>> start SELECTED TEXT

Earlier this month, Random House released a collection of previously unpublished work by Shirley Jackson. It's called Let Me Tell You: New Stories, Essays, and Other Writings and I eagerly anticipate the arrival of my copy any day now. Also this month, The New Yorker ran a three-part series, to whet your appetite for these new pieces by Jackson, and it's one of the best things I read this month. How could I not be affected, when she talks about her home life with four adolescents?
"My situation is peculiarly poignant. Not, perhaps, as sad as that of an orphan child condemned to sweep chimneys, but sadder than almost anything else. I am a writer who, due to a series of innocent and ignorant faults of judgment, finds herself with a family of four children and a husband, an eighteen-room house and no help, and two Great Danes and four cats, and—if he has survived this long—a hamster. There may also be a goldfish somewhere. Anyway, what this means is that I have at most a few hours a day to spend at the typewriter, and about sixteen—assuming that I indulge myself with a few hours of sleep—to spend wondering what to have for dinner tonight that we didn’t have last night, and letting the dogs in and letting the dogs out, and trying to get the living room looking decent without actually cleaning it..."

>> end SELECTED TEXT
>> start RAW DATA

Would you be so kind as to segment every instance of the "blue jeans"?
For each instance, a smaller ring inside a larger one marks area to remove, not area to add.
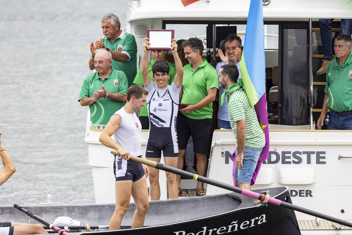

>> end RAW DATA

Please reproduce the passage about the Shirley Jackson collection word for word, from start to finish. This material was taken from a separate source.

Earlier this month, Random House released a collection of previously unpublished work by Shirley Jackson. It's called Let Me Tell You: New Stories, Essays, and Other Writings and I eagerly anticipate the arrival of my copy any day now. Also this month, The New Yorker ran a three-part series, to whet your appetite for these new pieces by Jackson, and it's one of the best things I read this month. How could I not be affected, when she talks about her home life with four adolescents?
"My situation is peculiarly poignant. Not, perhaps, as sad as that of an orphan child condemned to sweep chimneys, but sadder than almost anything else. I am a writer who, due to a series of innocent and ignorant faults of judgment, finds herself with a family of four children and a husband, an eighteen-room house and no help, and two Great Danes and four cats, and—if he has survived this long—a hamster. There may also be a goldfish somewhere. Anyway, what this means is that I have at most a few hours a day to spend at the typewriter, and about sixteen—assuming that I indulge myself with a few hours of sleep—to spend wondering what to have for dinner tonight that we didn’t have last night, and letting the dogs in and letting the dogs out, and trying to get the living room looking decent without actually cleaning it..."